* Supplied text:
-----

Now that the weather is getting better, it’s a good time to come visit the Lauren Rogers Museum of Art and stroll around the grounds viewing the numerous sculptures on display outdoors. Five works are in the sculpture garden, and eight more are distributed around the building.
On the north side of the North Garden is the “Torso of a Young Woman” by the French sculptor Auguste Rodin (1840-1917). Rodin is perhaps the best-known figurative sculptor of the modern era. This small bronze torso was created in 1909, just a year after he moved to the Hôtel Biron in Paris, which is today the Musée Rodin. It was, like many of his sculptures, not cast until after his death; in this case the Torso was cast in 1959.
On the east side of the garden is “Eve”, by the American sculptor Laura Ziegler (b.1927). Ziegler clearly works within the figurative sculptural tradition she shares with Rodin. However, Ziegler seems interested in expressing a particular emotion on the part of the subject - the anguish Eve felt on being banished from the Garden of Eden. Rodin’s work, on the other hand, is expressive of the artist’s interest in form and content; in other words, it is more about the artist than the subject. In Eve the viewer is drawn into the emotional world of the subject, not the artist.
Nearby, the visitor will find Donald DeLue’s “Spirit Triumphant” (1971), a one-third size model from the State of Louisiana memorial at the Gettysburg battlefield. This bronze represents the survival of the spirit; the split laurel tree represents the South and the North, which are eventually united by the dove of peace spanning the two branches.
Recently, we added Atlanta artist Andrew Crawford's "Fiddlehead," a steel sculpture donated in 2002. It evokes both the curve of a violin and the organic quality of the fiddlehead fern.
Eight sculptures by David Hayes are on display outdoors at LRMA until August 31, 2008. Hayes has developed a unique formal vocabulary of biomorphic forms. The surprisingly organic-looking assemblages contrasts with the material: flat plates of unbending industrial-strength steel. The works in the “Screen Sculpture” series are painted solid black, while the rest of the sculptures on the Museum grounds are painted. The scale of the steel works is comfortably human; ranging from about 4' - 8' high. The works do not tower over and dominate the average person, but are not so small they can be deemed inconsequential. Repeated viewing over the course of the next year, in different seasons, times of day, walking or driving by, and under varying skies, will result in different experiences with the sculpture. Don’t forget to walk all the way around the back of the museum to see “Grenouille,” which faces 4th Street and the LRMA parking lot.

-----

Contour annotation records:
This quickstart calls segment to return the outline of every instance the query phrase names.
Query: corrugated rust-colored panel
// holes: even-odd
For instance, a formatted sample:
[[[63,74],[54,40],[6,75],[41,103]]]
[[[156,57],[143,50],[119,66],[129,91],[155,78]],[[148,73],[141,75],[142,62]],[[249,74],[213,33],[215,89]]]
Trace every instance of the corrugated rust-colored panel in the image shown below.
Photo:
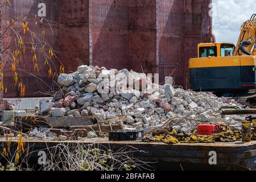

-----

* Required task 1:
Duplicate the passage of the outdoor sculpture text starting with "On the east" and going on through "not the artist.".
* Required task 2:
According to the outdoor sculpture text, in what year was Rodin's "Torso of a Young Woman" cast?

* Task solution 1:
On the east side of the garden is “Eve”, by the American sculptor Laura Ziegler (b.1927). Ziegler clearly works within the figurative sculptural tradition she shares with Rodin. However, Ziegler seems interested in expressing a particular emotion on the part of the subject - the anguish Eve felt on being banished from the Garden of Eden. Rodin’s work, on the other hand, is expressive of the artist’s interest in form and content; in other words, it is more about the artist than the subject. In Eve the viewer is drawn into the emotional world of the subject, not the artist.

* Task solution 2:
1959